Go over the records and copy every line with the string "decorative".
★ ★ ★
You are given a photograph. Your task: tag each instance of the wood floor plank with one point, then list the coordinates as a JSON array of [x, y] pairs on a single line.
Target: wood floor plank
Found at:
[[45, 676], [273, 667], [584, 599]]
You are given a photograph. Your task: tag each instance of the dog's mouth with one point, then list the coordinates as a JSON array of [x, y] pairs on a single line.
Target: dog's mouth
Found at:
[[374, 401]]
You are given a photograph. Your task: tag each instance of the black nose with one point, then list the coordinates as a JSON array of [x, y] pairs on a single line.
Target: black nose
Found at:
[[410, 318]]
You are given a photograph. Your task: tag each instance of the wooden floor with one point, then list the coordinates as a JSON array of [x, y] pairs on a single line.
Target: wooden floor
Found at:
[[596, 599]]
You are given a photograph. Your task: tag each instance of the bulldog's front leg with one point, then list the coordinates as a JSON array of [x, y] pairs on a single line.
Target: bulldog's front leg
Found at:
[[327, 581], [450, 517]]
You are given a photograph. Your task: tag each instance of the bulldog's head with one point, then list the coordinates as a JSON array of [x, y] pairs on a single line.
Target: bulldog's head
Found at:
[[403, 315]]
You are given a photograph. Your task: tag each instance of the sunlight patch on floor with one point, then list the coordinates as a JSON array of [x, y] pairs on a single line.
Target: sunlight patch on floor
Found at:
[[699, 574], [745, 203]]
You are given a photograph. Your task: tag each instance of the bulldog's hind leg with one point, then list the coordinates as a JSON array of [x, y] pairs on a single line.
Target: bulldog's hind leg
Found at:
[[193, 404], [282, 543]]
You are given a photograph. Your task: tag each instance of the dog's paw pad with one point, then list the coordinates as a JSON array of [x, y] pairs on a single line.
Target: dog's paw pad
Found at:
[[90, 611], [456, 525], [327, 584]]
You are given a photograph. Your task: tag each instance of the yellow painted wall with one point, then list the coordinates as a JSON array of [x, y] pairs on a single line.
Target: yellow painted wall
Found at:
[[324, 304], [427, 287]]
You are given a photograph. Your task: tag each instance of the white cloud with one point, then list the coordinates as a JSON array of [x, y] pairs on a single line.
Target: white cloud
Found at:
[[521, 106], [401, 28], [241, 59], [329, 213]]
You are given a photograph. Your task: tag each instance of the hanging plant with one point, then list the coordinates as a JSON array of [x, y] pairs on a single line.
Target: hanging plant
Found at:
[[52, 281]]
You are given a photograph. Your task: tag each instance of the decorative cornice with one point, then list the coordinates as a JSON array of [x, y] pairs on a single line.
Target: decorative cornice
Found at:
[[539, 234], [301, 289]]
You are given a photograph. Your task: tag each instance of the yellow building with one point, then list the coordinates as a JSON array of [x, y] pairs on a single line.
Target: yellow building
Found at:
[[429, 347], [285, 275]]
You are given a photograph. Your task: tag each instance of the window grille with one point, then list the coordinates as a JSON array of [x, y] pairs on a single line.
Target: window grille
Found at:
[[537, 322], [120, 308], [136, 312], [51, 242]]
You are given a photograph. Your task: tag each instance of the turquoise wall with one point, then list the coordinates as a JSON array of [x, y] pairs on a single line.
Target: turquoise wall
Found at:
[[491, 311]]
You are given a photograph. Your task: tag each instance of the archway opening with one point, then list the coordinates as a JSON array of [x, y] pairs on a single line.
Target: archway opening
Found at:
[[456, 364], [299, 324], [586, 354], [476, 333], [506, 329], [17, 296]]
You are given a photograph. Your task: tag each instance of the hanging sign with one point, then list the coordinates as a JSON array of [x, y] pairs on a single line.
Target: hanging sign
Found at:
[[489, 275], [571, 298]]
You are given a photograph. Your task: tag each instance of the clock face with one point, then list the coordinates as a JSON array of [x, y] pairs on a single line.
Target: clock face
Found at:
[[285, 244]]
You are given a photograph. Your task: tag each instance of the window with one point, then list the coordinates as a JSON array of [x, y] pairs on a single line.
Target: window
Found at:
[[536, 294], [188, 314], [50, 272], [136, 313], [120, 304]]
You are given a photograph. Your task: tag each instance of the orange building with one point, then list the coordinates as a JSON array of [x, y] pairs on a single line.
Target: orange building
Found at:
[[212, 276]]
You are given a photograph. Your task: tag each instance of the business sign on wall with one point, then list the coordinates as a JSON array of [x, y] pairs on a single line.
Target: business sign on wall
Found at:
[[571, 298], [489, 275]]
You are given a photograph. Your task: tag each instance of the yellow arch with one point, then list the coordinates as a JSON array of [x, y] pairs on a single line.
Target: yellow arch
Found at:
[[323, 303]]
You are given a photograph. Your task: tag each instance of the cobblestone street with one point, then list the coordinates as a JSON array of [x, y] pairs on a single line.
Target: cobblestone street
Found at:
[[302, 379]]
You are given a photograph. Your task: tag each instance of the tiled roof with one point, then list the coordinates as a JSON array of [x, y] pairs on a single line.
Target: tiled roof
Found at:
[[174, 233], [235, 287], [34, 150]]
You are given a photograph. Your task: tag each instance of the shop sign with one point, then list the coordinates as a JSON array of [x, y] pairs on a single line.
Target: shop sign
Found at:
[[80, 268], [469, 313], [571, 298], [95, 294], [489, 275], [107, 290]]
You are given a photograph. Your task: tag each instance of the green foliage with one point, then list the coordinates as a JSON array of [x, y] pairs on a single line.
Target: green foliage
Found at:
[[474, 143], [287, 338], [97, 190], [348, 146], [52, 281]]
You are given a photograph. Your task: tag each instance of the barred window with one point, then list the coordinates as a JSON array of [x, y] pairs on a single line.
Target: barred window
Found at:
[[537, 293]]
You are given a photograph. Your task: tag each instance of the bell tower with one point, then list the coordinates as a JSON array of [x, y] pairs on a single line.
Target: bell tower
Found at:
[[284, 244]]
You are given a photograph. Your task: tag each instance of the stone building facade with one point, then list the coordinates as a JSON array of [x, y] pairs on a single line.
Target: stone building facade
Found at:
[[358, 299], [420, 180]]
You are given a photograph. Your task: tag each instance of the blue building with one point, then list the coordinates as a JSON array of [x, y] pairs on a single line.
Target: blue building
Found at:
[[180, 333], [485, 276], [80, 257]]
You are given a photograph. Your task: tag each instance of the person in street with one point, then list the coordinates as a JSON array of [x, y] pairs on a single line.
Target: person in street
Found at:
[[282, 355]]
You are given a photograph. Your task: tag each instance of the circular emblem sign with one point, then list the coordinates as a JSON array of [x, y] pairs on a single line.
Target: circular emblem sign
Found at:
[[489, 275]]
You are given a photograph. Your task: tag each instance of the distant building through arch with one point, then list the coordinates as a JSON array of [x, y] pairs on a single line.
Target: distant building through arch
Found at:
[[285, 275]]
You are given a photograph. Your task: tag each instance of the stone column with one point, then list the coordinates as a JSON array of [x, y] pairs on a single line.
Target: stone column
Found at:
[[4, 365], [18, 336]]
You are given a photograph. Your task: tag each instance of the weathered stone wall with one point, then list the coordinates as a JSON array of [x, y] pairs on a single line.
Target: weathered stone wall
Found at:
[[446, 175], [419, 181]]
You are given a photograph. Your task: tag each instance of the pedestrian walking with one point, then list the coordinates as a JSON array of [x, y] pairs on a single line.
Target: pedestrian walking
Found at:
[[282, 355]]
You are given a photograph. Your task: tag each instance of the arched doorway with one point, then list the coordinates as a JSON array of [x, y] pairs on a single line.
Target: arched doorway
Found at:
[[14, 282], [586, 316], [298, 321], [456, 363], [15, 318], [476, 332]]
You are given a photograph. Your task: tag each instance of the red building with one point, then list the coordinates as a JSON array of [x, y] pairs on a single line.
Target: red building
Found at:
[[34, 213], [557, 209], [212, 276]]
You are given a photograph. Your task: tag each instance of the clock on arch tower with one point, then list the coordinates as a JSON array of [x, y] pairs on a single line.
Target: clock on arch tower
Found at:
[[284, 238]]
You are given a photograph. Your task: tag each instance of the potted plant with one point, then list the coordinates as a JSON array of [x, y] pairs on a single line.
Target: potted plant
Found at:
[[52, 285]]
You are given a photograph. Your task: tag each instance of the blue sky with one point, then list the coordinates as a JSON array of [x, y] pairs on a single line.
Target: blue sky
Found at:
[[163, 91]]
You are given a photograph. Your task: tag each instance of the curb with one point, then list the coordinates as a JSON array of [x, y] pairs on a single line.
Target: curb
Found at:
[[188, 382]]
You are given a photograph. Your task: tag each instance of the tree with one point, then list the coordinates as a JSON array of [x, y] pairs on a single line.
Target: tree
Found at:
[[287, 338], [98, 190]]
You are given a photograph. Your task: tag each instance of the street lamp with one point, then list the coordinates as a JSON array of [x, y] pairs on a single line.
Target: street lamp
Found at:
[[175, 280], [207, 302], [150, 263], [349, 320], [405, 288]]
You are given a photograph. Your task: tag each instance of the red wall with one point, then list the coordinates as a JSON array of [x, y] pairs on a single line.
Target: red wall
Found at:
★ ★ ★
Problem solution ▸
You are given a photograph. Your task: tag each instance of the decorative cornice with one point, then list the coordinates as a JSON array of [x, y] pairs on a single line.
Target: decorative cornice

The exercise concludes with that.